>>

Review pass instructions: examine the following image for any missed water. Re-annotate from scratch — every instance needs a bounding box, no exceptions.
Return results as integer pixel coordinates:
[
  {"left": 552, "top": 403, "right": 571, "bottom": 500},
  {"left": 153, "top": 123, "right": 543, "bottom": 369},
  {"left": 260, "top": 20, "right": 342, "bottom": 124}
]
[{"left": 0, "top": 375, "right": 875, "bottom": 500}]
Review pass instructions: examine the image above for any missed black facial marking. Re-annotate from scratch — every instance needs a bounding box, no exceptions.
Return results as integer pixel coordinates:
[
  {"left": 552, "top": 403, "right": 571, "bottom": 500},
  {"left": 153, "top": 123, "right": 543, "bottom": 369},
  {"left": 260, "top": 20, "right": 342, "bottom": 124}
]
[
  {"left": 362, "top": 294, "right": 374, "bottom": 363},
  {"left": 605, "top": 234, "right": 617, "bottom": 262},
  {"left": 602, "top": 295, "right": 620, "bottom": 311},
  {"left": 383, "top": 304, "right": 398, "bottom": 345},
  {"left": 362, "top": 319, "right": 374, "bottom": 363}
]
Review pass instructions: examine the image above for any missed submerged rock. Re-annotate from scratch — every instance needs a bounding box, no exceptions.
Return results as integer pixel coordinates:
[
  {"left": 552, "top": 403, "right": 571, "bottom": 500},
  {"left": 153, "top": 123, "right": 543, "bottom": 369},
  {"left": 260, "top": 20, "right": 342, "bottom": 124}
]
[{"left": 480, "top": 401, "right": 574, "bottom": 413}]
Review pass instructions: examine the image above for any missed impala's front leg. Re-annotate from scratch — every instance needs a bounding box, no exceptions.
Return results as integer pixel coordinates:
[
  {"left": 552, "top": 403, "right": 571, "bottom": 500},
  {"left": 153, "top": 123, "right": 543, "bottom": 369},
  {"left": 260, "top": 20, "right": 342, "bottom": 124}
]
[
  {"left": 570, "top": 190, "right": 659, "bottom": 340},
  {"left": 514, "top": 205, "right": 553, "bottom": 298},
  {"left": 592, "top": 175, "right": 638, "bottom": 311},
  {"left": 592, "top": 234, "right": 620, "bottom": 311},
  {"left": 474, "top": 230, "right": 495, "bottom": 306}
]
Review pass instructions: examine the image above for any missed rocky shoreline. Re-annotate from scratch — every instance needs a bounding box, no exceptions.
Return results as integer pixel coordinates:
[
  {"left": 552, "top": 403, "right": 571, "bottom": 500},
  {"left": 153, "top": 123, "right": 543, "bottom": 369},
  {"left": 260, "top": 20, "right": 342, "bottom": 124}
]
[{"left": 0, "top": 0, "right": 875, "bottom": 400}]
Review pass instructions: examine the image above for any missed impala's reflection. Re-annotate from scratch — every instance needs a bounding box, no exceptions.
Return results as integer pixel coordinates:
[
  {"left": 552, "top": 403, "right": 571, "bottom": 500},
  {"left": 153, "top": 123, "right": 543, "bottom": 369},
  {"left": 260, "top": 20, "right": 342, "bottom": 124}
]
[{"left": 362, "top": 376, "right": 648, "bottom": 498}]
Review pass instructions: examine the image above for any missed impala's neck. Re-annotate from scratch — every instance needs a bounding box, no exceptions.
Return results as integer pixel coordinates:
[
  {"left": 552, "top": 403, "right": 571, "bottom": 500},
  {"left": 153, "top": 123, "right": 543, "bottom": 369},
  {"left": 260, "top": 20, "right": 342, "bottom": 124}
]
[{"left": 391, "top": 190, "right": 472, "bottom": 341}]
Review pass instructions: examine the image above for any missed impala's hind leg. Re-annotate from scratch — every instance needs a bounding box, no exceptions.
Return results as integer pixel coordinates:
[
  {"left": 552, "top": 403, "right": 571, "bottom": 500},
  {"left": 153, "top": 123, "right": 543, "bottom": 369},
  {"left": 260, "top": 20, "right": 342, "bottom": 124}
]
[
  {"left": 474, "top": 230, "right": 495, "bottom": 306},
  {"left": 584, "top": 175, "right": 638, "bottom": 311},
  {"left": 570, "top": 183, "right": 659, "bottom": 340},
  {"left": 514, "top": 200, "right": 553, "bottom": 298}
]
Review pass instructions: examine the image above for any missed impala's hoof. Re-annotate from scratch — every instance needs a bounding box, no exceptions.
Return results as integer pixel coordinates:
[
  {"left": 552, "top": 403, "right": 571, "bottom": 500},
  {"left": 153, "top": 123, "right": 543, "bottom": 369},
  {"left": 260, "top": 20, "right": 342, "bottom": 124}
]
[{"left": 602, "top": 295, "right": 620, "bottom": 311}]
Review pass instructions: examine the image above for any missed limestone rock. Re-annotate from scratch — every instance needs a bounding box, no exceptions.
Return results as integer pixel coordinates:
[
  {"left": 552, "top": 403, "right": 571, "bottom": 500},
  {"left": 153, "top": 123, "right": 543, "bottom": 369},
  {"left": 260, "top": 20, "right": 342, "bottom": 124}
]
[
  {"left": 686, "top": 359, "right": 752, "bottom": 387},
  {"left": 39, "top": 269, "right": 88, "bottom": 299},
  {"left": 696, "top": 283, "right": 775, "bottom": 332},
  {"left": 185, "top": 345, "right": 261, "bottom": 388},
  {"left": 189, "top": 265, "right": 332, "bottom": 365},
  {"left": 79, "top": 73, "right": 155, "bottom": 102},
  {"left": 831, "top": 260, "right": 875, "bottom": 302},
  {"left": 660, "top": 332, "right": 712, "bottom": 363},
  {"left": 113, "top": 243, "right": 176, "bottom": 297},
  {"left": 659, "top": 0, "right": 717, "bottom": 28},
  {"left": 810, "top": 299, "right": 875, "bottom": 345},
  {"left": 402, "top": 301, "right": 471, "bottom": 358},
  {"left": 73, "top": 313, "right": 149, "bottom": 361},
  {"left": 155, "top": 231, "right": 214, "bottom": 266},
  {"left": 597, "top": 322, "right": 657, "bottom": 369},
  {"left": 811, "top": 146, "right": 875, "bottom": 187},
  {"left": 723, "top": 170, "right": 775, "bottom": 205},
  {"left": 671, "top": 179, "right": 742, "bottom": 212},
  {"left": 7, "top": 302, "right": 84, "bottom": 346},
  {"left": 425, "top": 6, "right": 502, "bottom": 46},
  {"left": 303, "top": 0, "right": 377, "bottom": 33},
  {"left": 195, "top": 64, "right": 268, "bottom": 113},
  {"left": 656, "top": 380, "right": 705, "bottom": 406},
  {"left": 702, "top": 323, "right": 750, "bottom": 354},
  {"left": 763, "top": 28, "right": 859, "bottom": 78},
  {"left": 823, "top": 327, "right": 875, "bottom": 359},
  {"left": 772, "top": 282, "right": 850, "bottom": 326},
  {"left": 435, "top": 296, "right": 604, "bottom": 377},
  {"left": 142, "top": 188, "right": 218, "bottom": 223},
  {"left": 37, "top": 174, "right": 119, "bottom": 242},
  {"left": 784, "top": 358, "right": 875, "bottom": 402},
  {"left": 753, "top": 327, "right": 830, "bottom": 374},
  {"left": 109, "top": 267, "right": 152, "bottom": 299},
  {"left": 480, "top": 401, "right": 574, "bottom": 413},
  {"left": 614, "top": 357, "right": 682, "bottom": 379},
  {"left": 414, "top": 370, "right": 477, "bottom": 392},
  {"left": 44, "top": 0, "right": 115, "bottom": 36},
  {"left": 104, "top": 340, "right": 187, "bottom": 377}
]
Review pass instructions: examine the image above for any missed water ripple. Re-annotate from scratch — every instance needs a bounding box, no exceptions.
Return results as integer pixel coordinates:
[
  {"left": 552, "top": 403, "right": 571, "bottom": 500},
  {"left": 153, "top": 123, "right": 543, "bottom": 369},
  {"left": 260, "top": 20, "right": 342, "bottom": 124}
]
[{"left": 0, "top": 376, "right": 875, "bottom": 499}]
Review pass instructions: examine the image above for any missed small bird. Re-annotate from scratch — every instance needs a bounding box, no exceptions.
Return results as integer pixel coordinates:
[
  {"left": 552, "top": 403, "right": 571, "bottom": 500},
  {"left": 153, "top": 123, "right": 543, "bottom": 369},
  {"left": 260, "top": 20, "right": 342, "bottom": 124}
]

<<

Given problem: Copy out each line of the records in which the word "water" appears.

Solution to this problem:
Review pass instructions: examine the following image for any missed water. Re-annotate from scratch — every instance needs a bounding box, no exceptions.
Review pass instructions: examine the image above for any missed water ripple. Re-annotate from scratch — every instance needs a bounding box, no exceptions.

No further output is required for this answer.